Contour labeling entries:
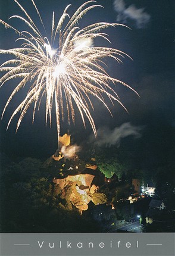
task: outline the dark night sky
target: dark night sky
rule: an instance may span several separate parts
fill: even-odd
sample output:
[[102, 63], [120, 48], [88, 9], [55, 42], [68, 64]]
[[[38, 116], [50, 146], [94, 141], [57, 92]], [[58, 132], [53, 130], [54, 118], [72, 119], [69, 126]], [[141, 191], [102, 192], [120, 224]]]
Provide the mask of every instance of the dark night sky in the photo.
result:
[[[19, 1], [29, 13], [33, 15], [35, 9], [30, 1]], [[51, 26], [52, 13], [60, 17], [68, 4], [73, 6], [68, 11], [72, 14], [85, 1], [36, 0], [35, 2], [49, 30]], [[82, 24], [92, 22], [117, 21], [129, 26], [132, 30], [117, 27], [107, 31], [112, 47], [123, 51], [133, 60], [124, 60], [118, 65], [108, 63], [109, 74], [128, 83], [136, 90], [139, 98], [133, 92], [119, 86], [116, 88], [120, 99], [127, 108], [129, 114], [117, 104], [111, 106], [112, 118], [104, 107], [94, 102], [95, 111], [92, 115], [97, 129], [105, 126], [111, 130], [123, 124], [130, 123], [131, 127], [139, 129], [140, 136], [130, 136], [129, 139], [120, 141], [129, 150], [138, 154], [140, 162], [148, 163], [155, 159], [161, 164], [172, 161], [174, 154], [174, 19], [173, 0], [98, 0], [104, 8], [96, 8], [85, 17]], [[115, 4], [115, 5], [114, 5]], [[8, 22], [11, 15], [21, 12], [12, 0], [0, 1], [1, 18]], [[33, 10], [33, 11], [32, 11]], [[38, 17], [36, 17], [39, 24]], [[23, 29], [21, 23], [9, 21], [13, 26]], [[38, 23], [37, 23], [38, 24]], [[14, 40], [17, 36], [14, 32], [5, 29], [1, 24], [1, 49], [15, 47]], [[96, 42], [97, 43], [98, 42]], [[99, 42], [101, 43], [101, 42]], [[110, 45], [108, 45], [110, 46]], [[1, 63], [5, 57], [1, 56]], [[0, 90], [0, 114], [5, 102], [13, 90], [17, 81], [4, 85]], [[54, 121], [51, 129], [45, 127], [44, 109], [36, 116], [33, 125], [32, 111], [24, 117], [18, 132], [15, 134], [17, 118], [14, 118], [9, 130], [5, 132], [8, 120], [14, 107], [19, 103], [19, 98], [24, 92], [15, 97], [7, 110], [1, 124], [1, 151], [11, 156], [32, 156], [46, 157], [55, 152], [57, 147], [57, 130]], [[43, 106], [44, 108], [44, 106]], [[54, 119], [54, 118], [53, 118]], [[68, 126], [66, 122], [61, 126], [61, 133], [68, 129], [74, 142], [80, 143], [92, 133], [87, 121], [84, 129], [80, 116], [77, 115], [76, 125]]]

### Required task
Reproduce every row above word for word, omitting the pictures.

### Reply
task: outline the dark night sky
target: dark night sky
rule: an instance may span several separate parts
fill: even-odd
sample output:
[[102, 63], [120, 48], [88, 9], [55, 42], [68, 64]]
[[[38, 116], [50, 146], [94, 141], [57, 92]], [[58, 132], [53, 130], [54, 118], [72, 119], [69, 126]], [[141, 191], [102, 192], [120, 224]]]
Provide the mask of every instance of the dark night sky in the photo.
result:
[[[19, 1], [29, 13], [33, 15], [35, 9], [30, 1]], [[51, 26], [52, 13], [60, 17], [68, 4], [73, 6], [68, 11], [72, 14], [85, 1], [36, 0], [35, 2], [49, 30]], [[82, 24], [92, 22], [117, 21], [129, 26], [132, 30], [117, 27], [107, 31], [112, 47], [123, 51], [133, 60], [124, 60], [118, 65], [108, 63], [109, 74], [128, 83], [136, 90], [139, 98], [133, 92], [119, 86], [116, 88], [120, 99], [127, 108], [129, 114], [117, 104], [111, 106], [112, 118], [104, 107], [94, 102], [95, 111], [92, 115], [97, 129], [105, 126], [111, 130], [123, 124], [130, 123], [131, 127], [139, 129], [140, 136], [130, 136], [129, 139], [120, 141], [129, 150], [138, 154], [140, 162], [148, 163], [155, 159], [161, 164], [172, 161], [174, 154], [174, 19], [173, 0], [98, 0], [104, 8], [96, 8], [85, 17]], [[115, 4], [115, 5], [114, 5]], [[8, 22], [11, 15], [21, 12], [12, 0], [0, 1], [1, 18]], [[33, 10], [33, 11], [32, 11]], [[38, 17], [36, 17], [39, 24]], [[23, 29], [21, 23], [9, 21], [13, 26]], [[38, 23], [37, 23], [38, 24]], [[14, 40], [17, 36], [14, 32], [5, 29], [1, 24], [1, 49], [15, 47]], [[96, 42], [97, 43], [98, 42]], [[99, 42], [101, 43], [101, 42]], [[110, 45], [108, 45], [110, 46]], [[1, 63], [5, 57], [1, 56]], [[0, 90], [0, 114], [5, 102], [13, 90], [17, 81], [4, 85]], [[54, 121], [51, 129], [45, 127], [44, 109], [36, 116], [33, 125], [32, 111], [24, 117], [18, 132], [15, 134], [17, 118], [14, 118], [9, 130], [5, 132], [8, 120], [14, 107], [19, 103], [19, 98], [24, 92], [15, 97], [7, 110], [1, 124], [1, 151], [11, 156], [32, 156], [46, 157], [55, 152], [57, 147], [57, 130]], [[43, 106], [44, 108], [44, 106]], [[54, 119], [54, 118], [53, 118]], [[68, 126], [66, 122], [61, 126], [61, 133], [68, 129], [74, 142], [80, 143], [92, 133], [87, 121], [84, 129], [80, 116], [77, 115], [76, 125]]]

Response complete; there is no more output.